The Adamo 13 was released on March 17, 2009, in the US with either a Core 2 Duo 1.2 GHz ULV processor, 2 GB DDR3 RAM (Admire model) or a Core 2 Duo 1.4 GHz ULV processor with 4 GB DDR3 RAM (Desire model). Both were initially equipped with a 128 GB solid-state drive, and a 13.4-inch widescreen with a 1366x768 resolution (16:9 ratio) with a built-in 1.3 MP webcam and microphone. It weighs 4 pounds, originally shipped with Windows Vista 64-bit Home Premium, with an optional external DVD-RW drive. Later in 2009, Dell upgraded the Desire model with a Core 2 Duo 2.1 SL9600 processor and a 256 GB solid-state drive. Adamo prices were also dropped by $500 at the time. The Adamo 13 was offered in two colors; Pearl (silver with white accents) and Onyx (black with black accents).

==Adamo XPS==

On September 9, 2009, Dell previewed a thinner Adamo XPS laptop design, which was 9.99 mm (0.39 inches) thick. It was released on November 5, 2009 and priced at USD 1,799. The laptop's bottom half, containing the keyboard, is smaller than the top half of the laptop containing the screen. The screen half is concave, so when shut the keyboard embeds itself into the screen. It is designed, that when open, the bottom of the screen half and the edge of the keyboard, make contact with the surface on which it is resting. The Adamo XPS has a heat-sensing strip on the lip of its lid which, when touched, opens the lid. Internally, it has either a 128 GB solid-state drive or a 180 GB hard drive. It uses 4GB of DDR3 memory and a 1.4 GHz Intel ULV (ultra low voltage) processor. The battery can run either 4 or 5 hours, depending on configuration.

In March 2010, Dell discontinued the Adamo XPS line.

-- Extracted material --

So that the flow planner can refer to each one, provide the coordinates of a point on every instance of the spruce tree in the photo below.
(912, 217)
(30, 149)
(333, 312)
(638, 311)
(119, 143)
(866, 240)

* * *

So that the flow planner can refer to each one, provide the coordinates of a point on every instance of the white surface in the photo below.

-- Problem set --
A – Summarize the passage about Dell's Adamo laptops in two sentences.
B – According to the passage about Dell's Adamo laptops, what opens the lid of the Adamo XPS?

-- Exercise answers --
A – Dell released the Adamo 13 in the US on March 17, 2009, in Admire and Desire models with Core 2 Duo ULV processors, solid-state drives and a 13.4-inch widescreen, and later that year it upgraded the Desire model and cut Adamo prices by $500. The 9.99 mm thick Adamo XPS, released on November 5, 2009 for USD 1,799, has a concave screen half into which the keyboard fits when shut, and Dell discontinued the Adamo XPS line in March 2010.

B – Touching a heat-sensing strip on the lip of the lid opens it.